* _Problem_
Please gather every line of the material below that contains the word "woman" and copy each of those lines in full.

* _Dataset records_
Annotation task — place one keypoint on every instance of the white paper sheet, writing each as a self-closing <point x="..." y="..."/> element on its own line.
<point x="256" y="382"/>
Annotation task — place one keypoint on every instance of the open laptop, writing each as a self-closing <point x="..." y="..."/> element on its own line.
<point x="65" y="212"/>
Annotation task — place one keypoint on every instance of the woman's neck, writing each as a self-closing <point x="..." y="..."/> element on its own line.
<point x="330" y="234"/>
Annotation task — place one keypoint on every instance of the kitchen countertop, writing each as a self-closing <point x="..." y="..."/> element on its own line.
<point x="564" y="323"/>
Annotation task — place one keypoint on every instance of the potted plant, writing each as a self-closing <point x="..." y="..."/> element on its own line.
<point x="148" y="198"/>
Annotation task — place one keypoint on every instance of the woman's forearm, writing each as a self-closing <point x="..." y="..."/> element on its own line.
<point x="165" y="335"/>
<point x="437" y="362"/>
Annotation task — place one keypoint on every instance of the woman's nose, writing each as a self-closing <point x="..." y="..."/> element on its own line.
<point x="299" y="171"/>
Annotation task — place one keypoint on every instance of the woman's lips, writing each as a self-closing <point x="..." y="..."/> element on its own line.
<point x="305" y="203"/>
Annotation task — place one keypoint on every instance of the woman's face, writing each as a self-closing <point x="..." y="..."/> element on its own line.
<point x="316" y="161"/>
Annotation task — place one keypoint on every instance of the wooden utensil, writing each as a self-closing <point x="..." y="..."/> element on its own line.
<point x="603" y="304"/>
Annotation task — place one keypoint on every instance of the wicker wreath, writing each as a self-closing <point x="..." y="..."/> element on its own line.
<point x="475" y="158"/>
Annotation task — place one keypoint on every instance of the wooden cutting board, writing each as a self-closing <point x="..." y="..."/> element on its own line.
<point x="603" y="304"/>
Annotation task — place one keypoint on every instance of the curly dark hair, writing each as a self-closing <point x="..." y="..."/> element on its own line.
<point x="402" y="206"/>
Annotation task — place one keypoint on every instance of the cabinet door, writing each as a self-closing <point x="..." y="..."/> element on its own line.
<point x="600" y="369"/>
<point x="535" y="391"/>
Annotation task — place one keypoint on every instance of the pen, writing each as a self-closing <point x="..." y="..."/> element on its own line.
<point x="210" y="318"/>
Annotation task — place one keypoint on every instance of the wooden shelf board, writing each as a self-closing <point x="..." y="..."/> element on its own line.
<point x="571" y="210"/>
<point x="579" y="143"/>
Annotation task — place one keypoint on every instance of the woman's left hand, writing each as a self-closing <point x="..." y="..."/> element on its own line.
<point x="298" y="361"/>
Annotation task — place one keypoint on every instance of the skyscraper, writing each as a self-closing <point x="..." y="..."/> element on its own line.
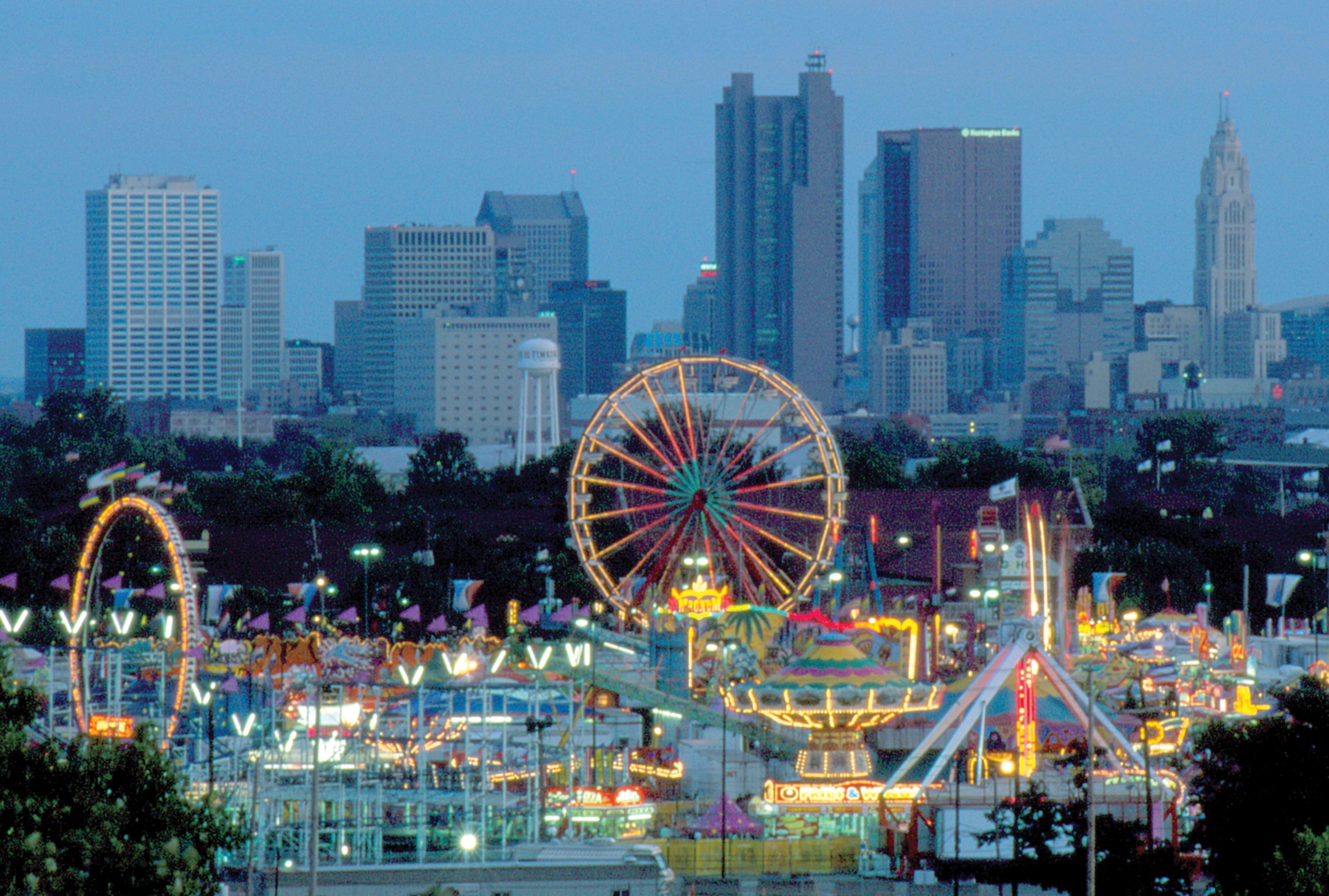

* _Solution_
Annotation task — place one keypoint on every instance of the woman's neck, writing each as a self-closing <point x="..." y="..."/> element on its own line.
Annotation task — place one keypoint on every instance of the woman's forearm, writing each as a self-closing <point x="..." y="..."/> element on its own line.
Annotation task — place one keypoint on every instance of the woman's nose, writing each as a self-closing <point x="..." y="..."/> element on its own line.
Annotation task — place one keypoint on every instance of the woman's lips, writing each as a self-closing <point x="..." y="..."/> element on its own line.
Annotation task — place one keypoint on every instance of the woman's face, writing each as a self-closing <point x="..." y="..."/> element on its own line.
Annotation task — place one keypoint on every instance of the woman's left hand, writing each as a self-closing <point x="..." y="..."/> element on its own line.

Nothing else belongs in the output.